CONSIGNE 1 —
Recopiez le passage du texte sur l'âme et la mort qui commence aux mots « 156. La séparation » et s'arrête après « va rentrer ? ».
CONSIGNE 2 —
Relevez tous les numéros qui précèdent les questions dans le texte sur l'âme et la mort.
CONSIGNE 3 —
Selon le texte sur l'âme et la mort, pourquoi un souffle de vie peut-il rester dans le corps alors que l'âme l'a déjà quitté ?

TEXTE À LIRE —

○ ○ ○ ○

156. La séparation définitive de l'âme et du corps peut-elle avoir lieu avant la cessation complète de la vie organique ?

« Dans l'agonie, l'âme a déjà quelquefois quitté le corps : il n'y a plus que la vie organique. L'homme n'a plus la conscience de lui-même, et pourtant il lui reste encore un souffle de vie. Le corps est une machine que le coeur fait mouvoir ; il existe tant que le coeur fait circuler le sang dans les veines, et n'a pas besoin de l'âme pour cela. »

157. Au moment de la mort, l'âme a-t-elle quelquefois une aspiration ou extase qui lui fait entrevoir le monde où elle va rentrer ?

« Souvent l'âme sent se briser les liens qui l'attachent au corps ; elle fait alors tous ses efforts pour les rompre entièrement. Déjà en partie dégagée de la matière, elle voit l'avenir se dérouler devant elle et jouit, par anticipation, de l'état d'Esprit. »

158. L'exemple de la chenille qui, d'abord, rampe sur la terre, puis s'enferme dans sa chrysalide sous une mort apparente pour renaître d'une existence brillante, peut-il nous donner une idée de la vie terrestre, puis du tombeau, et enfin de notre nouvelle existence ?

○ ○ ○ ○

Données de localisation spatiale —
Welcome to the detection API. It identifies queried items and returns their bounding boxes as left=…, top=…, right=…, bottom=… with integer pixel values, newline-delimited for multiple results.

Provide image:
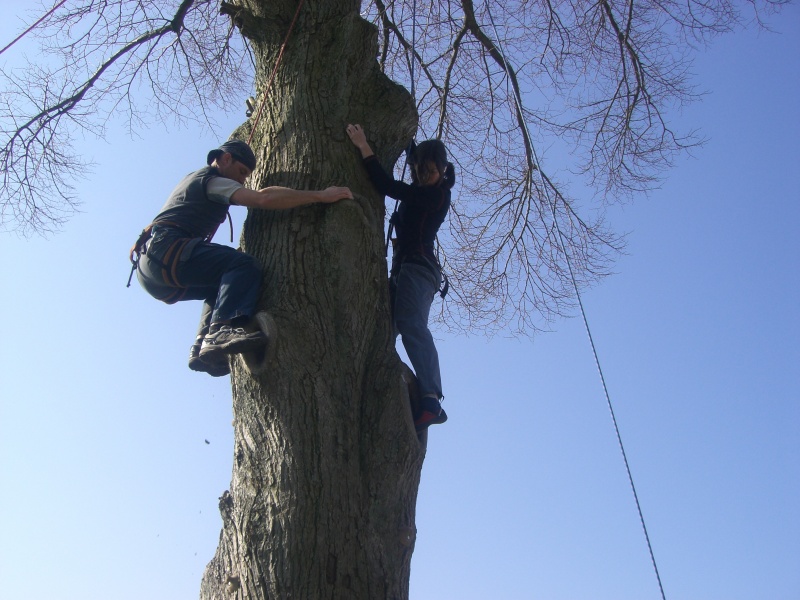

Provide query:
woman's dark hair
left=408, top=140, right=456, bottom=190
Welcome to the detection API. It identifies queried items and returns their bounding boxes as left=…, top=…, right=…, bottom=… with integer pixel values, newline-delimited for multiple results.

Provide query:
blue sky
left=0, top=1, right=800, bottom=600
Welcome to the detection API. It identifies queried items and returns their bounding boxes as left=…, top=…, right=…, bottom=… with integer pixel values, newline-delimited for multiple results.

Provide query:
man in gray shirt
left=129, top=140, right=353, bottom=377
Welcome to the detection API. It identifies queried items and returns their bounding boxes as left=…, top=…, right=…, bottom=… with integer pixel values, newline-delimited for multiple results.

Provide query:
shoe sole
left=189, top=355, right=231, bottom=377
left=414, top=409, right=447, bottom=433
left=200, top=332, right=267, bottom=358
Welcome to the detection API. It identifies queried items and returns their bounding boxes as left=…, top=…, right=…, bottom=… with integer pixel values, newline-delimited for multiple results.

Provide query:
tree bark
left=200, top=0, right=424, bottom=600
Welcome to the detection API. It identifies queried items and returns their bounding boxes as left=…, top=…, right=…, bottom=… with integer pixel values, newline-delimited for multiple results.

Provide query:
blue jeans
left=137, top=228, right=261, bottom=335
left=389, top=262, right=442, bottom=398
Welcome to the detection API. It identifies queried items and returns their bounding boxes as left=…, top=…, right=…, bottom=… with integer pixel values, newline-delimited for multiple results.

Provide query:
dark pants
left=389, top=262, right=442, bottom=398
left=137, top=230, right=261, bottom=335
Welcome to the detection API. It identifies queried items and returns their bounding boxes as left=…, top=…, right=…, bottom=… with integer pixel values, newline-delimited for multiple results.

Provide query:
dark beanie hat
left=206, top=140, right=256, bottom=171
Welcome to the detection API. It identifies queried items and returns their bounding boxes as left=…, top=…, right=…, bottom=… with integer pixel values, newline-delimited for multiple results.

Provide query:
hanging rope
left=247, top=0, right=304, bottom=145
left=486, top=1, right=666, bottom=600
left=384, top=0, right=417, bottom=256
left=0, top=0, right=67, bottom=54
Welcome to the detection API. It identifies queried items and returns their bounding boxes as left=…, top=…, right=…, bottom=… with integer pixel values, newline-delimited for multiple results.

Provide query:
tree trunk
left=200, top=0, right=424, bottom=600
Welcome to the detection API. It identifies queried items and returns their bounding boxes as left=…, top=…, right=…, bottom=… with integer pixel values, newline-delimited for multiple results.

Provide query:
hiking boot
left=414, top=396, right=447, bottom=433
left=200, top=325, right=267, bottom=362
left=189, top=342, right=231, bottom=377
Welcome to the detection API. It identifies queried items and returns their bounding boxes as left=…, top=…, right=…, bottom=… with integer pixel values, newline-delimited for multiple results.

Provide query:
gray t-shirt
left=206, top=177, right=244, bottom=205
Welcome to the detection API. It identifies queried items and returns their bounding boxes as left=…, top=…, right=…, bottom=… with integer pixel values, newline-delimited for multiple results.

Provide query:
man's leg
left=178, top=242, right=266, bottom=362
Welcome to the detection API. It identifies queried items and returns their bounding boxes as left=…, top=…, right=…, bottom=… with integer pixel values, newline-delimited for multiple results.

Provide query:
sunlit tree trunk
left=200, top=0, right=424, bottom=600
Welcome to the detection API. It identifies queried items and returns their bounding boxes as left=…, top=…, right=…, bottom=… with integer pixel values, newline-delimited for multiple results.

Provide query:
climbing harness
left=126, top=0, right=304, bottom=292
left=247, top=0, right=304, bottom=145
left=486, top=0, right=666, bottom=600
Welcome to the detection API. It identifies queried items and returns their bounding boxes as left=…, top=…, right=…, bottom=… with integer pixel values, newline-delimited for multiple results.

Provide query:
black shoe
left=414, top=396, right=447, bottom=433
left=200, top=325, right=267, bottom=362
left=189, top=343, right=231, bottom=377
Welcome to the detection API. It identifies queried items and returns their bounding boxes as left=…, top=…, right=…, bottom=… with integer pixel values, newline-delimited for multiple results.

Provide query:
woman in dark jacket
left=347, top=125, right=455, bottom=431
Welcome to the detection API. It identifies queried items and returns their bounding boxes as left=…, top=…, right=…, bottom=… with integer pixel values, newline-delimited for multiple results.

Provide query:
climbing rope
left=486, top=1, right=666, bottom=600
left=384, top=0, right=417, bottom=256
left=247, top=0, right=304, bottom=145
left=0, top=0, right=67, bottom=54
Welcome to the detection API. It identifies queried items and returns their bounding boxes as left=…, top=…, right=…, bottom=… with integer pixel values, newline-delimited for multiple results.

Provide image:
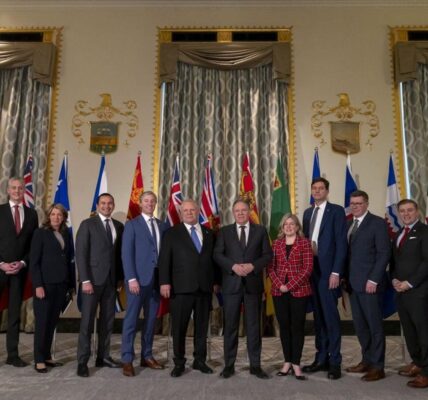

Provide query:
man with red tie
left=391, top=199, right=428, bottom=388
left=0, top=177, right=38, bottom=367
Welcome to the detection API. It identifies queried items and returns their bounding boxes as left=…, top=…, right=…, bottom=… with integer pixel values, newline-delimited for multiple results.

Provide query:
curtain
left=402, top=64, right=428, bottom=212
left=0, top=66, right=51, bottom=211
left=159, top=62, right=288, bottom=225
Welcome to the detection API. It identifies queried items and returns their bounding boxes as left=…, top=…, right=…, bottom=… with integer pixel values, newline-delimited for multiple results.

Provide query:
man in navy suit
left=346, top=190, right=391, bottom=382
left=122, top=191, right=166, bottom=376
left=391, top=199, right=428, bottom=388
left=0, top=177, right=38, bottom=367
left=303, top=178, right=347, bottom=379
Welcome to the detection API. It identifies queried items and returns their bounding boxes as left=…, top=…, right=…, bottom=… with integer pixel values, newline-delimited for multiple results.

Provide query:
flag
left=54, top=154, right=76, bottom=312
left=345, top=154, right=358, bottom=220
left=265, top=157, right=291, bottom=315
left=199, top=155, right=220, bottom=232
left=157, top=156, right=183, bottom=318
left=382, top=154, right=401, bottom=318
left=126, top=154, right=144, bottom=220
left=91, top=154, right=108, bottom=216
left=309, top=147, right=321, bottom=204
left=239, top=152, right=260, bottom=224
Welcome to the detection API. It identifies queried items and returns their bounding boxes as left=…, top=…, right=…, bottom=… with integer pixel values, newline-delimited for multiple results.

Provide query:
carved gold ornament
left=72, top=93, right=138, bottom=153
left=311, top=93, right=380, bottom=154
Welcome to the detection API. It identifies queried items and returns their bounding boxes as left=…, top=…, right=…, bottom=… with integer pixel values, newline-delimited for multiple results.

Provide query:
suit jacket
left=347, top=212, right=391, bottom=292
left=267, top=236, right=314, bottom=297
left=30, top=228, right=75, bottom=288
left=158, top=223, right=214, bottom=294
left=0, top=203, right=38, bottom=266
left=214, top=223, right=272, bottom=294
left=303, top=202, right=348, bottom=280
left=122, top=215, right=166, bottom=286
left=390, top=221, right=428, bottom=296
left=76, top=215, right=123, bottom=286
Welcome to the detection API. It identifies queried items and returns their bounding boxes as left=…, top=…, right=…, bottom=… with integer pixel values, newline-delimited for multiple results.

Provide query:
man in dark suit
left=0, top=177, right=38, bottom=367
left=76, top=193, right=123, bottom=377
left=159, top=199, right=214, bottom=378
left=122, top=191, right=165, bottom=376
left=391, top=199, right=428, bottom=388
left=346, top=190, right=391, bottom=382
left=303, top=178, right=347, bottom=379
left=214, top=199, right=272, bottom=379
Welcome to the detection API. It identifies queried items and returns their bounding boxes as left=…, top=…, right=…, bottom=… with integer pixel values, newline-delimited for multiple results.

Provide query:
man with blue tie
left=122, top=191, right=166, bottom=376
left=159, top=199, right=214, bottom=378
left=303, top=178, right=348, bottom=379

○ ○ ○ ○

VOTRE RÉPONSE 1 —
156. La séparation définitive de l'âme et du corps peut-elle avoir lieu avant la cessation complète de la vie organique ?

« Dans l'agonie, l'âme a déjà quelquefois quitté le corps : il n'y a plus que la vie organique. L'homme n'a plus la conscience de lui-même, et pourtant il lui reste encore un souffle de vie. Le corps est une machine que le coeur fait mouvoir ; il existe tant que le coeur fait circuler le sang dans les veines, et n'a pas besoin de l'âme pour cela. »

157. Au moment de la mort, l'âme a-t-elle quelquefois une aspiration ou extase qui lui fait entrevoir le monde où elle va rentrer ?

VOTRE RÉPONSE 2 —
156, 157, 158

VOTRE RÉPONSE 3 —
Le corps est une machine que le cœur fait mouvoir. Il existe tant que le cœur fait circuler le sang dans les veines, et il n'a pas besoin de l'âme pour cela.